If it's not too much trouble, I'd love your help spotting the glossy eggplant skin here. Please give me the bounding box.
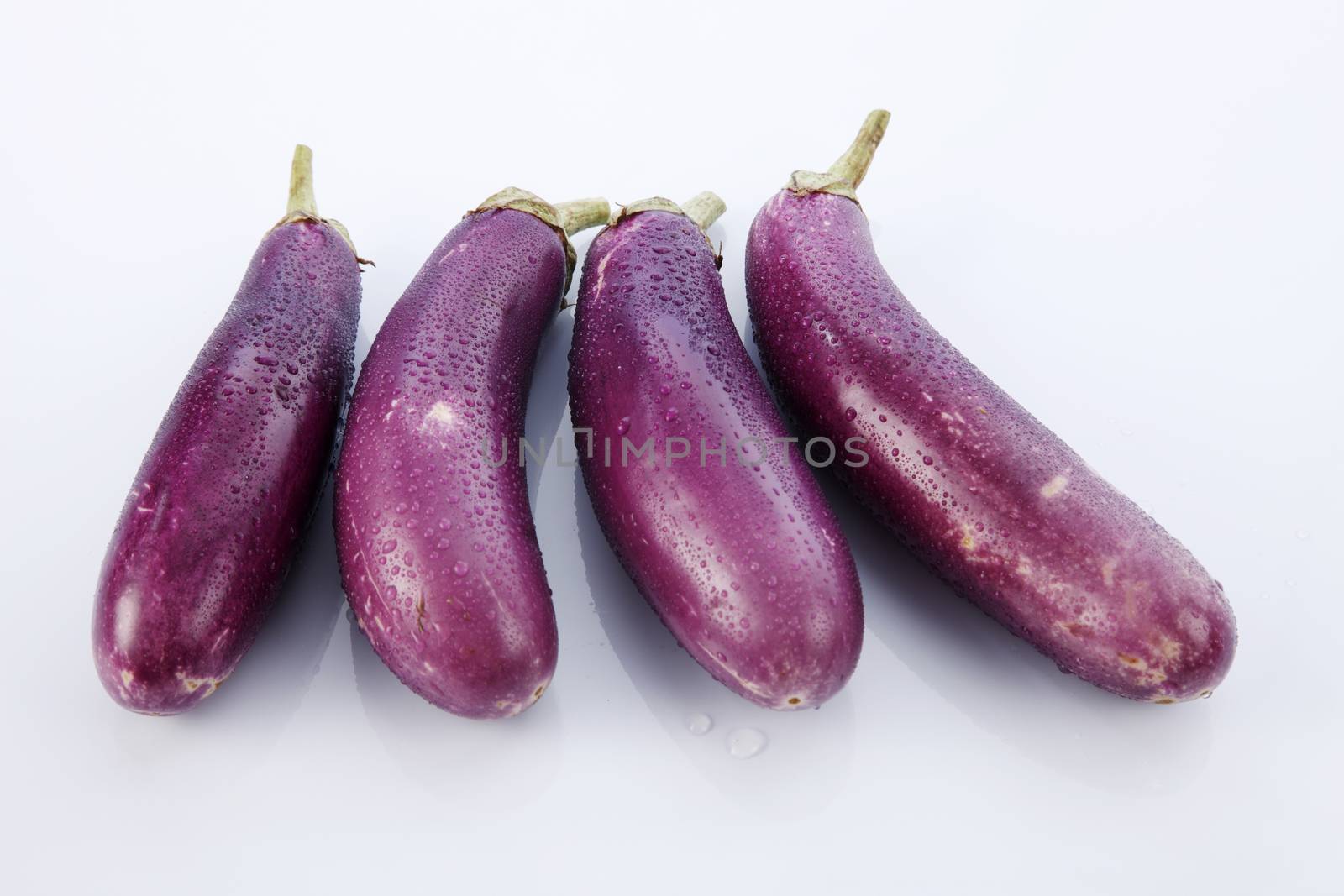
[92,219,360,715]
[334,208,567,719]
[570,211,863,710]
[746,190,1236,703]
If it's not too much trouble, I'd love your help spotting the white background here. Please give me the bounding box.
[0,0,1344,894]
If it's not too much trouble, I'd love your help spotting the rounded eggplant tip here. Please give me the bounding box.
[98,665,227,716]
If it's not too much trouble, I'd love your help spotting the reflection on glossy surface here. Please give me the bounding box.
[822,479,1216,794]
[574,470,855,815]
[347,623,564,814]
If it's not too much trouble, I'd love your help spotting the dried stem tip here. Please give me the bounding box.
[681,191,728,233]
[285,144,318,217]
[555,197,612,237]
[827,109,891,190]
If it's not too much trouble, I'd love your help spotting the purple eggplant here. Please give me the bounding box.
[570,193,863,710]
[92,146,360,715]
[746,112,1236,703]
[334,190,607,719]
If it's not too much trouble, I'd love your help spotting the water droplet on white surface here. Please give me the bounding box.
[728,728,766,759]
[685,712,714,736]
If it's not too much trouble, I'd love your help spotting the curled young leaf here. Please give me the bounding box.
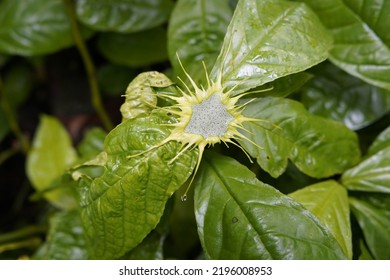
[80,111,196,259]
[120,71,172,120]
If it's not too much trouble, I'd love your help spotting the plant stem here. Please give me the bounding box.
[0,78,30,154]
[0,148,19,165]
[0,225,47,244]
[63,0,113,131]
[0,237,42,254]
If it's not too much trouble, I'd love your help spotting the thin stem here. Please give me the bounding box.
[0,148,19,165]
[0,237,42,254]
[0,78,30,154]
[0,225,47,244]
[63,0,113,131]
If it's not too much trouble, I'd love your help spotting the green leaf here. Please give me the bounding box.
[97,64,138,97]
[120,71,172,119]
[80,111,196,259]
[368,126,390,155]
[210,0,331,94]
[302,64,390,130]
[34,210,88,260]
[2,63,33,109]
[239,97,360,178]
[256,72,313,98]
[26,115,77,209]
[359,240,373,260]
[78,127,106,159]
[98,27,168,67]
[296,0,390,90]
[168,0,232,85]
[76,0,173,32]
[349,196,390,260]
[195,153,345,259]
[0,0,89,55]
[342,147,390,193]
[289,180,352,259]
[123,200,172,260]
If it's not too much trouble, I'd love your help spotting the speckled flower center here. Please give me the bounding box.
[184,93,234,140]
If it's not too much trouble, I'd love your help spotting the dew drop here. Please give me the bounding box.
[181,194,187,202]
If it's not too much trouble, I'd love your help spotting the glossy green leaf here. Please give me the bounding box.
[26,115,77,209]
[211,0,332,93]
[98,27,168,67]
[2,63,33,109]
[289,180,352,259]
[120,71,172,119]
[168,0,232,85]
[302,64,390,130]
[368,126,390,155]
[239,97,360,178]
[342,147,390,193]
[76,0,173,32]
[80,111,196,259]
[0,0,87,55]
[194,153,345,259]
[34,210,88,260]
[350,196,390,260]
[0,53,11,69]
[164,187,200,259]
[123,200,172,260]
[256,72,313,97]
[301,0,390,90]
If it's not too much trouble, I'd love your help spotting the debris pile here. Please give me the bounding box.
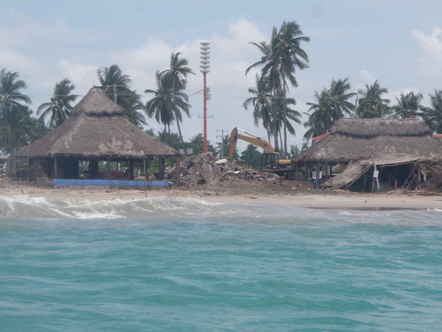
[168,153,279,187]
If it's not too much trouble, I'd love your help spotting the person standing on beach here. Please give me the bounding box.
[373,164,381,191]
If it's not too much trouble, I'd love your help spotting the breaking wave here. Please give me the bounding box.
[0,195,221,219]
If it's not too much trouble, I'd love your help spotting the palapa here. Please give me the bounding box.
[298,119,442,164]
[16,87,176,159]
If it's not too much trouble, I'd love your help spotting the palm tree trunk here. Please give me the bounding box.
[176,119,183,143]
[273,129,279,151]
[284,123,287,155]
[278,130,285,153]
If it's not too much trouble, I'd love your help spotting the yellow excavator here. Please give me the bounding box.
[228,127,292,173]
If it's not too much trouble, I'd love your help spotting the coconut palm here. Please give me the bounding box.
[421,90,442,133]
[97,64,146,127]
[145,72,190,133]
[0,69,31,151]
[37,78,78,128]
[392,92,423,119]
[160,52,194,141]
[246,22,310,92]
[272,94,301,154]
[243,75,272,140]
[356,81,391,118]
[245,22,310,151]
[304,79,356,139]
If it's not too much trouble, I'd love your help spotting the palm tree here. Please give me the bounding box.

────────────────────────────────────────

Rewrite only the part of the listing from the line with "the glossy green" to the line with "[301,0,390,90]", changing "glossy green leaf" to "shiny green leaf" and leaving everything else unchanged.

If it's not too much trouble, I'd love your help spotting the shiny green leaf here. Please give me the bounding box.
[26,115,77,209]
[211,0,332,93]
[98,27,168,67]
[2,63,33,109]
[289,180,352,259]
[120,71,172,119]
[168,0,232,85]
[302,64,390,130]
[368,126,390,155]
[239,97,360,178]
[342,147,390,193]
[76,0,173,32]
[80,111,196,259]
[0,0,87,55]
[194,153,345,259]
[34,210,88,260]
[350,196,390,260]
[0,53,11,69]
[164,187,200,259]
[123,200,172,260]
[256,72,313,97]
[301,0,390,90]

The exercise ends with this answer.